§ **WHAT IS EXPECTED**: Write every record out again exactly as given.

=== INPUT RECORDS ===

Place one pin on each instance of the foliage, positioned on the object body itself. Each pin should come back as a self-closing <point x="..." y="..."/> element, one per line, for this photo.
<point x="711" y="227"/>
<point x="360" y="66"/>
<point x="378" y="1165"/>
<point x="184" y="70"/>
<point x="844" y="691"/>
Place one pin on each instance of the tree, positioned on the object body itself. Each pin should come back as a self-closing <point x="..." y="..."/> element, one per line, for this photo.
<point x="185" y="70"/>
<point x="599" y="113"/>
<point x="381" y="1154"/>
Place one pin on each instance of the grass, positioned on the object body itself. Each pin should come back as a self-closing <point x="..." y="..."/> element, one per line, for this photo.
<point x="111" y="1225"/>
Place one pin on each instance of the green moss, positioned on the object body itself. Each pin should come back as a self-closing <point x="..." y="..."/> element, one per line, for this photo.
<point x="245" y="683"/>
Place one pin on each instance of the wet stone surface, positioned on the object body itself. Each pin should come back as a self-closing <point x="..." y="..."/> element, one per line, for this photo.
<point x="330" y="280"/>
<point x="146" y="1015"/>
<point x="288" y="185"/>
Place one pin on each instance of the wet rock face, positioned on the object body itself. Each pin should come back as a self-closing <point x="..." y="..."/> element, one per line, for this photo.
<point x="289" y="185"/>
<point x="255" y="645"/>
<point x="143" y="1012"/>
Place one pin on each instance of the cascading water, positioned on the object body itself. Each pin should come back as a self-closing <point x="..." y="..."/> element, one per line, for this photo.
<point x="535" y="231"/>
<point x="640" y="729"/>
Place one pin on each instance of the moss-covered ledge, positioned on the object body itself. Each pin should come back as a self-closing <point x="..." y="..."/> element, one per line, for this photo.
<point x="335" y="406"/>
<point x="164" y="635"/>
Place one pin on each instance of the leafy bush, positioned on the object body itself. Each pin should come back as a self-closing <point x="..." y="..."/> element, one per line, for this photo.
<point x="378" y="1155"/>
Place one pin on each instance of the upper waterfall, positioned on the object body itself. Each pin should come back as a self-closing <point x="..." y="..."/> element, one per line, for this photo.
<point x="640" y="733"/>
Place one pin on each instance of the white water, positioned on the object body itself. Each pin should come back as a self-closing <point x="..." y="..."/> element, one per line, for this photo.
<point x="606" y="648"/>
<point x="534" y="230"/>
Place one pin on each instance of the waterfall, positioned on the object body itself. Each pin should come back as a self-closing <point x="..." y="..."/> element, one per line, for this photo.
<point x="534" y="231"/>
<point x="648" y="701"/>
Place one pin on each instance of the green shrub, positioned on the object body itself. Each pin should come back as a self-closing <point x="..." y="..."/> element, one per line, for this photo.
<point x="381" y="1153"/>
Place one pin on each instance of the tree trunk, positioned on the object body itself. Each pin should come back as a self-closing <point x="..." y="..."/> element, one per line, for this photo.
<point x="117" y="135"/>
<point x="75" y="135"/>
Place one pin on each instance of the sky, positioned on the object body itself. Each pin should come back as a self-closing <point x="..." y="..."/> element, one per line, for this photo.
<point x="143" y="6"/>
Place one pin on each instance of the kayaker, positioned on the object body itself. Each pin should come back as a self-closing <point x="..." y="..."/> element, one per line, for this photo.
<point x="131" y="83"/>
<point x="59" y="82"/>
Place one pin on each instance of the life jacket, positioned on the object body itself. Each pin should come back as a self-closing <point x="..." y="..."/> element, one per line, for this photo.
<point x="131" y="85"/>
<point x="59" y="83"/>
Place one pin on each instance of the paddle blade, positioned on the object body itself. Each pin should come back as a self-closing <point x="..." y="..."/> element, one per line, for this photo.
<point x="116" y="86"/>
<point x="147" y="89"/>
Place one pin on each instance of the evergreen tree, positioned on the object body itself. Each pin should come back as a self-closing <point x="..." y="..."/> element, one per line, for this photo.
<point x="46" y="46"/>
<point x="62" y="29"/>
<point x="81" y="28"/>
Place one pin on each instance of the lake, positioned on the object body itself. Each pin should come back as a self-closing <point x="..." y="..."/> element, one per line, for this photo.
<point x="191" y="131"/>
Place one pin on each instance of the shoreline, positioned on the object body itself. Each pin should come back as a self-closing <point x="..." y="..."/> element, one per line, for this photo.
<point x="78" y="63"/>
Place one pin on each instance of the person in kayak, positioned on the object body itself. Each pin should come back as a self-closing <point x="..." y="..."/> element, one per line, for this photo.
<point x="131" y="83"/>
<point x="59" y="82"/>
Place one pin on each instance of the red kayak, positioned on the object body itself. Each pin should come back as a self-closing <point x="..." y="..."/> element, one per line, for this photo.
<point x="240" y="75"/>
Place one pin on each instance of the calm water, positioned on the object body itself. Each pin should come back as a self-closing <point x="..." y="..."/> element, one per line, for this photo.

===

§ **FULL RESPONSE**:
Place one pin on each instance of the foliage, positioned on the object body itself. Each pin should come back as a self-closing <point x="..." y="..."/> element, one per line, for this photo.
<point x="711" y="227"/>
<point x="360" y="66"/>
<point x="378" y="1165"/>
<point x="184" y="70"/>
<point x="844" y="691"/>
Place one pin on each instance of the tree, positioned on the object body itself. Each pin should come back as a self-closing <point x="..." y="..."/> element, one per line, for this photo.
<point x="185" y="70"/>
<point x="599" y="113"/>
<point x="381" y="1154"/>
Place one pin on each instance of the grass, positioned on the object body itself. Each pin should come back as a self-closing <point x="..." y="..."/> element, one per line, for this photo.
<point x="111" y="1225"/>
Place one pin on each instance of the green moss, positioned on the object body itself. Each pin should come back as a self-closing <point x="..." y="..."/> element, one per line, for this photo.
<point x="245" y="683"/>
Place one pin on each instance of the wet stone surface, positioned on the object body itself. Each pin should come back as a self-closing <point x="..." y="..."/> element, one per line, for this photo.
<point x="330" y="280"/>
<point x="146" y="1015"/>
<point x="288" y="185"/>
Place one pin on each instance of the wet rock face, positioned on the object body itself. Each pin should come back as a self-closing <point x="..." y="..."/> element, one per line, for this photo.
<point x="289" y="185"/>
<point x="255" y="645"/>
<point x="143" y="1012"/>
Place one pin on each instance of the cascading water, positioned on the object body itself. Each pin should come back as a self-closing <point x="..." y="..."/> element, one per line, for this photo.
<point x="535" y="231"/>
<point x="640" y="729"/>
Place one pin on each instance of the moss-covered ledge, positioned on the object body itself. Each pin should come back as a self-closing <point x="..." y="..."/> element, one per line, for this photo.
<point x="335" y="406"/>
<point x="164" y="635"/>
Place one pin on each instance of the leafy bush, positioned on the object body itself. Each pin should come back as a self-closing <point x="..." y="..."/> element, one per line, for this photo.
<point x="378" y="1155"/>
Place one pin on each instance of the upper waterfall, positioned on the object body itself. Each pin should come back as a self-closing <point x="..." y="..."/> element, one per line, for this photo.
<point x="640" y="733"/>
Place one pin on each instance of the white water, positioned on the object body itself. Each pin should come back as a self-closing <point x="..." y="..."/> element, one per line, for this photo.
<point x="606" y="648"/>
<point x="534" y="230"/>
Place one pin on each instance of the waterfall, positioned on the object body itself. Each pin should come back as a self-closing <point x="..." y="..."/> element, one per line, for this photo.
<point x="534" y="231"/>
<point x="648" y="701"/>
Place one pin on each instance of the green shrub, positioned on the object body itself. Each pin should come back as a self-closing <point x="..." y="..."/> element, one per line, for this photo.
<point x="381" y="1153"/>
Place one pin on each instance of the tree trunk, positioned on the object body itself. Each pin should come back as a self-closing <point x="..." y="..."/> element, one per line, for this photo.
<point x="117" y="135"/>
<point x="75" y="135"/>
Place one pin on each instance of the sky, positioned on the object body itself. Each pin should come back as a self-closing <point x="..." y="..."/> element, one per line, for this photo.
<point x="143" y="6"/>
Place one pin on each instance of the kayaker, positioned on the object body itself. Each pin should come back as a self-closing <point x="..." y="..."/> element, one per line, for this photo.
<point x="131" y="83"/>
<point x="59" y="82"/>
Place one pin on each instance of the life jacket, positioned on the object body itself. Each pin should come back as a self-closing <point x="..." y="..."/> element, one per line, for this photo.
<point x="131" y="85"/>
<point x="59" y="83"/>
Place one pin on each instance of the paddle blade, positioned on the object body itself. Each pin should come back as a self-closing <point x="..." y="..."/> element, one per line, for this photo.
<point x="116" y="86"/>
<point x="147" y="89"/>
Place one pin on each instance of the evergreen tree, positioned on the object body itself. Each pin should come back as a self-closing <point x="..." y="..."/> element, one per line, for this photo.
<point x="46" y="46"/>
<point x="62" y="29"/>
<point x="81" y="28"/>
Place one pin on each instance of the lake, positioned on the object body itself. Each pin should come back as a self-closing <point x="..." y="..."/> element, one per line, for this photo.
<point x="191" y="131"/>
Place one pin on each instance of the shoreline, positioned on the object body itself. Each pin should come back as a self-closing <point x="..." y="..."/> element, one per line, for this photo.
<point x="78" y="63"/>
Place one pin on each instance of the person in kayak, positioned on the object body itself. Each pin should come back as a self-closing <point x="..." y="..."/> element, one per line, for this photo.
<point x="131" y="83"/>
<point x="59" y="82"/>
Place one pin on each instance of the red kayak, positioned on the object body itself. Each pin should come back as a self-closing <point x="..." y="..."/> element, one per line, for this photo.
<point x="240" y="75"/>
Place one pin on each instance of the calm water, positioned on the object body itself. Each pin should come back as a self-closing <point x="..." y="..."/> element, one per line, for this photo.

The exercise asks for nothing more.